# Omg i can't believe it! Soo excited!



## tokala (Feb 20, 2011)

*Omg I can't believe it! Soo excited!*

Well, most of you have been holding my hand and walking me through my first betta experience with Siku (in my avatar)- a rescue from a horrible "pet store".

Well, my boyfriend Zeb works for the government and has been in Afghanistan/Pakistan for the last 9 weeks (and gets home tomorrow! , so has not been home to enjoy my new betta obsession. He has however gotten a kick out of it through emails and phone calls. Well, I had sent him a picture of a fish I saw on AB a while back just to show him how beautiful some of them are and how some day I may want one. He was red and black and silver. 

WELL he just informed me that this handsome man in the attached pictures is all mine and coming to my little house in Colorado all the way from Bangkok! He is beyond stunning!!! He is 10x more beautiful than the fish I fist admired weeks ago!!! I am already soooo in love <3 My favorite color scheme. 

I am a bit nervous about this whole shipping thing though. I feel like I am still learning so much about these little guys. I guess you can all expect a LOT more questions in the near future!! I dont know when he will be arriving yet, Zeb just bought him this afternoon!


----------



## vilmarisv (Apr 17, 2010)

What an awesome suprise!!! Congrats on the new kid...I love his coloring!


----------



## monroe0704 (Nov 17, 2010)

Love the leopard spots! Don't worry about shipping  I've gotten over 10 fish from Thailand and none have been DOA! As long as you slowly introduce him to your water conditions (over a period of many hours) then he'll be fine. I'm excited to see pics when he arrives!


----------



## tokala (Feb 20, 2011)

@vilmarisv: Thank you, this is such an exciting surprise!
@Monroe: I love his spots too! Looks like a snow leopard or pheasant feather! I have never seen anything like it before. Thanks for the heads up on shipping. I feel better to know you have done it so much with out a hitch. 

Here is his video: http://www.youtube.com/watch?v=sE4RSCSr8m8&feature=player_embedded


----------



## denaliwind (Feb 27, 2011)

OMG!!!! That is the greatest thing ever! He's absolutely stunning, a hands down "WOW." I think that's so awesome of your BF, he deserves a cookie for sure. hehe


----------



## Sweeda88 (Dec 6, 2010)

» **WRITTEN REQUEST 1**
In the forum thread about the new betta, how many weeks has Zeb been in Afghanistan/Pakistan?
» **WRITTEN REQUEST 2**
Carry the forum thread about the betta coming from Bangkok forward from the point where it stops.

» **DATA EXCERPT**
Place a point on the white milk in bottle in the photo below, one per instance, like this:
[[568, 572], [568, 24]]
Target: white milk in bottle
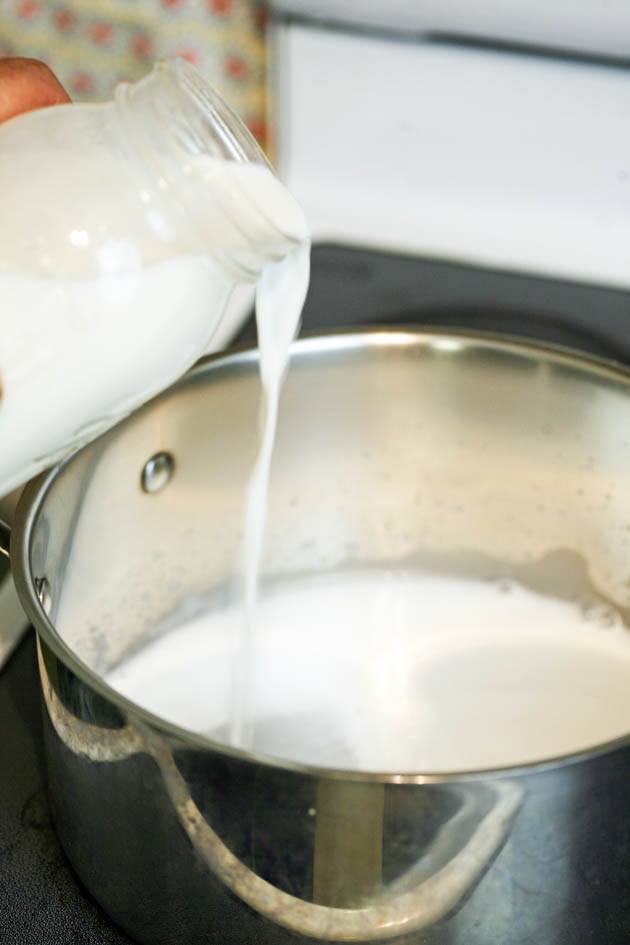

» **TASK ANSWER 1**
Nine weeks.

» **TASK ANSWER 2**
OMG!!! I AM DYING FROM THE FRECKLYNESS! AAAAAAAAAAAHHHHHHH!!!! SO FREAKIN' PRETTYYYYYYYYYYYYY!!!! Can you tell I like him, or was I too subtle?


----------



## gmd1800 (Feb 19, 2011)

Love the gorgeous boy! Better not let me get anywhere near him. 

And your boyfriend is a keeper! That's such a fantastic thing for him to do!


----------



## tokala (Feb 20, 2011)

Hahaha, I love that you all are as enthusiastic about his adorable freckles as I am! :-D. I just love everything about this guy. Period. Oh yea and I guess the boyfriend isn't too bad either


----------



## Sweeda88 (Dec 6, 2010)

I would kill to have that beautiful fish. HE IS SO PRETTY I CAN'T STAND IT!!! If you find him gone one day, I didn't steal him... nope, wasn't me. Definitely wasn't a henchman I hired. Nope, no way...


----------



## tokala (Feb 20, 2011)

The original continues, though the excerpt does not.